Work order 1:
From the Walgreens article, extract everything from "Walgreens’ Fine Point" down to "effect on sales.", word for word.
Work order 2:
Answer these from the Walgreens article:
(a) About how many stores is Walgreens equipping to track P-O-P?
(b) Which company runs the tracking system?
(c) How much do marketers spend on P-O-P each year, according to PROMO's 2005 Industry Trends Report?

[Document text Boundary: Start]

Walgreens’ Fine Point

Posted on by Chief Marketer Staff

Walgreens’ new P-O-P monitoring program is a milestone in improving the performance of retail displays, but there will be bumps in the road before other retailers and manufacturers benefit.

In December, the drugstore giant began equipping its nearly 5,000 stores to track P-O-P execution and performance via RFID tags on displays. So far, 15 packaged goods manufacturers have joined the program, which monitors when and where displays are set up in-store (or left in the back room) and analyzes their effect on sales.

The system, run by Goliath Solutions, overlays store-level sales data with daily updates on P-O-P placement to show how (and how much) each display is affecting sales. Marketing chiefs at headquarters can call store managers and tell them to get neglected displays up, move or remove under-performing displays.

“Goliath’s tracking system will help us customize our merchandising on a store-by-store basis and ultimately increase sales and profit per square foot,” said George Riedl, Walgreens senior VP-marketing, in a statement. “It also will help both our own purchasing department and our vendors evaluate past promotions and plans for future programs.”

Deerfield, IL-based Goliath is also testing its system with a major supermarket chain, and has seen interest from consumer electronics, DIY and office-supply retailers, as well as grocers, mass-merchandisers and C-stores.

As other retailers adopt RFID tracking for P-O-P and proof of low compliance multiplies, “marketers will confirm what they’ve suspected: that P-O-P placement is an inefficient, broken system that has be fixed,” says Peter Breen, managing director of content for the In-Store Marketing Institute. “Marketers might not like what they learn at first, but ultimately it’ll help make marketing programs a lot more successful.”

The program may put the onus on manufacturers to create genuinely effective displays—but it also gives them hard data to see which displays actually improve sales.

The stakes are huge: Marketers spend about $16.5 billion a year on P-O-P (per PROMO’s 2005 Industry Trends Report), and even more on trade promotion to sell displays in. That could drop a lot or a little, depending on what portion of displays proves to have no impact on sales.

Or it could jump, if improved compliance turns out to really benefit sales. Goliath tests have found sales jump as much as 300% when P-O-P was deployed correctly. “We’ve been surprised to see how different elements, such as color, size and message, affect sales,” says Goliath CEO Bob Michelson.

Real-time RFID tracking lets retailers nudge store managers to get P-O-P up during the promo window.

“Manufacturers have been able to say for years how many displays they got up, but they couldn’t say it fast enough. Real-time turnaround [of data] means displays get put up right away,” says retail-marketing consultant David Diamond of David Diamond Associates.

The big benefit is identifying the best spot in the store for a display, and immediately reacting to get maximum sales lift, Breen says. Still, hard evidence of low compliance could make negotiations tense, if manufacturers press retailers to cut their demands for trade dollars that fund display space.

[Document text Boundary: End]
[Exercise data Boundary: Start]

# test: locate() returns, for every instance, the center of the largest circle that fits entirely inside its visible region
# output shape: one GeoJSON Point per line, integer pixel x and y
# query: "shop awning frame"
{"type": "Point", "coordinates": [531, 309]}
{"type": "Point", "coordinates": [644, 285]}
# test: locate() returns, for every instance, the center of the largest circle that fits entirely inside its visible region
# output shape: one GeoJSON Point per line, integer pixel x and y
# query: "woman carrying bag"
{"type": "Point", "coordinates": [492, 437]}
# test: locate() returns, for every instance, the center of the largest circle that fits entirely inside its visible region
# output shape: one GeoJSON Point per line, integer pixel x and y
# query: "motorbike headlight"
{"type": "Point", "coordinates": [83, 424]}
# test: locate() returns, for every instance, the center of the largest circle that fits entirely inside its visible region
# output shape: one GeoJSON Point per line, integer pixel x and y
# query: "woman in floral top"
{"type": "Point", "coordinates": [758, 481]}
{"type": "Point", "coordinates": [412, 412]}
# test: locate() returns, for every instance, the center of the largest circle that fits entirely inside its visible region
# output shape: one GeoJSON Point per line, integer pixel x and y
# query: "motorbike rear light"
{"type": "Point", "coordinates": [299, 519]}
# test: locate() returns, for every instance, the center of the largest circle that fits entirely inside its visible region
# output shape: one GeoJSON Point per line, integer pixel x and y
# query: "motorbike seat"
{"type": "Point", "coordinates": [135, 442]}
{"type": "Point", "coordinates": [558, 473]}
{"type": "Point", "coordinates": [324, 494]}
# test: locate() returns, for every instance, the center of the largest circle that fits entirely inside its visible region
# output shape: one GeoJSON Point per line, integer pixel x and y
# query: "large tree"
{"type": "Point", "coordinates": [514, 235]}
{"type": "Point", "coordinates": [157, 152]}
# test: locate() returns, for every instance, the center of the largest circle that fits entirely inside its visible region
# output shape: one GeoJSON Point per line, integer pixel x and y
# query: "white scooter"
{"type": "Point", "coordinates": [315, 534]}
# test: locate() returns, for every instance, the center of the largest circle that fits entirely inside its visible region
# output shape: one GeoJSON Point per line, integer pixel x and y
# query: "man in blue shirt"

[Exercise data Boundary: End]

Response box 1:
Walgreens’ Fine Point

Posted on by Chief Marketer Staff

Walgreens’ new P-O-P monitoring program is a milestone in improving the performance of retail displays, but there will be bumps in the road before other retailers and manufacturers benefit.

In December, the drugstore giant began equipping its nearly 5,000 stores to track P-O-P execution and performance via RFID tags on displays. So far, 15 packaged goods manufacturers have joined the program, which monitors when and where displays are set up in-store (or left in the back room) and analyzes their effect on sales.

Response box 2:
(a) Nearly 5,000
(b) Goliath Solutions
(c) About $16.5 billion